> SOURCE MATERIAL
**********

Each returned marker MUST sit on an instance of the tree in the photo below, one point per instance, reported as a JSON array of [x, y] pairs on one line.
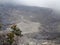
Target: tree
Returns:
[[15, 31]]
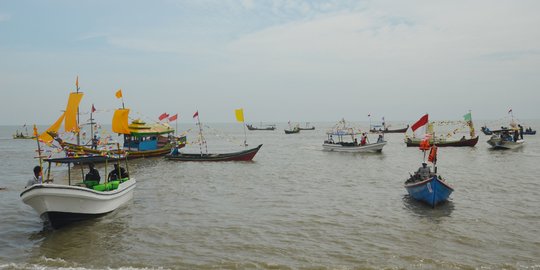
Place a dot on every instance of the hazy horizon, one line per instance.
(279, 60)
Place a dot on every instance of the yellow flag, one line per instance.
(239, 115)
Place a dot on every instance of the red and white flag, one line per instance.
(163, 116)
(420, 123)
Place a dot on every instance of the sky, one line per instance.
(278, 60)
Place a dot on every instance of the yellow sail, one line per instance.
(71, 124)
(45, 137)
(120, 121)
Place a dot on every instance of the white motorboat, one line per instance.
(60, 204)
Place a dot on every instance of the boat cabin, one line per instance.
(143, 137)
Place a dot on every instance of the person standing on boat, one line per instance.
(38, 178)
(93, 174)
(424, 172)
(118, 173)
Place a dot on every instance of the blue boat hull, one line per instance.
(431, 191)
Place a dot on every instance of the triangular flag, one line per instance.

**********

> TASK DESCRIPTION
Any images must be left out; transcribe the rest of the material exactly.

> EXERCISE SOLUTION
Each returned marker MUST sit on an instance of the tree in the photo below, one point per instance, reported as a JSON array of [x, y] pairs on one line.
Target: tree
Returns:
[[15, 31]]
Place a dot on every instance of the hazy horizon, one line per instance.
(279, 60)
Place a dot on every instance of the yellow flag, one line per instance.
(239, 115)
Place a dot on every instance of the red and white flag, one line per instance.
(163, 116)
(420, 123)
Place a dot on every instance of the sky, one line per instance.
(278, 60)
Place a dot on every instance of the yellow sail, one line per instance.
(71, 124)
(45, 137)
(120, 121)
Place a dot on every instance of the white motorboat, one line per instance.
(60, 204)
Place a dot on every instance of the boat cabin, one line per instance.
(143, 137)
Place a dot on every instance of the person standing on boat, one line per instance.
(38, 178)
(93, 174)
(424, 172)
(118, 173)
Place a dot on every instance of the blue boat hull, one line per instance.
(431, 191)
Place a dot on every instance of the triangular flag, one line per instance.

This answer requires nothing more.